本书是一部论文合集,虽有明确的主旨和连贯的分析论述,但毕竟写作时间有近两个十年的跨度,涉及的头绪和议题也较多,因而仍有必要在第二版问世之际,做一个简略的说明。
大致而言,书中所收的文章可归于两个系列。其一为“文化政治”系列,里面的文章多为2005年出版、2006年修订再版的《全球化时代的文化认同——西方普遍主义话语的历史批判》一书的余墨或局部展开。其中部分是成书前发表在报刊上的单篇专论或访谈,比如谈尼采、韦伯、罗蒂和“可比性”问题的篇目,部分是关于“普遍与特殊的辩证法”的意犹未尽的探讨或对书评的回应。这些文章作为那本书的“成因”与导引,或“后果”及余波,都可被视为与之相关的较为系统的概念分析,或论述的自然延伸。

++++++++

* [你的任务]
[A] 这段第二版说明提到,作者认为在第二版问世时有必要做一个简略的说明。请根据文中所述解释原因。
[B] 把这段第二版说明中从“本书是一部论文合集,虽有明确”到“概念分析,或论述的自然延伸。”的这一段重新写出,并把其中的“专论”改为“文章”。
[C] 按照这段第二版说明,《全球化时代的文化认同——西方普遍主义话语的历史批判》一书在哪一年出版,又在哪一年修订再版?

[形状标注记录]
++++++++

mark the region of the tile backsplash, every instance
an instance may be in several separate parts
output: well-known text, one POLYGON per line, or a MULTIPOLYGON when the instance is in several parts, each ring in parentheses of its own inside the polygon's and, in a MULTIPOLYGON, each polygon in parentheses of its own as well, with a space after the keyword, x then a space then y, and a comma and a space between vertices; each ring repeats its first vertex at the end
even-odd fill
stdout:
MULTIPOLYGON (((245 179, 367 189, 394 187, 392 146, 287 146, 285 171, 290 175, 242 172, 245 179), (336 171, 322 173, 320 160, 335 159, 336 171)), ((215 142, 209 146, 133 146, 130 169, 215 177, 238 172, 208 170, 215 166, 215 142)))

++++++++

* [参考答案]
[A] 本书是一部论文合集,写作时间跨度近两个十年,涉及的头绪和议题也较多。因此,尽管全书有明确的主旨和连贯的分析论述,仍有必要做一个简略的说明。

[B]
本书是一部论文合集,虽有明确的主旨和连贯的分析论述,但毕竟写作时间有近两个十年的跨度,涉及的头绪和议题也较多,因而仍有必要在第二版问世之际,做一个简略的说明。
大致而言,书中所收的文章可归于两个系列。其一为“文化政治”系列,里面的文章多为2005年出版、2006年修订再版的《全球化时代的文化认同——西方普遍主义话语的历史批判》一书的余墨或局部展开。其中部分是成书前发表在报刊上的单篇文章或访谈,比如谈尼采、韦伯、罗蒂和“可比性”问题的篇目,部分是关于“普遍与特殊的辩证法”的意犹未尽的探讨或对书评的回应。这些文章作为那本书的“成因”与导引,或“后果”及余波,都可被视为与之相关的较为系统的概念分析,或论述的自然延伸。

[C] 2005年出版,2006年修订再版。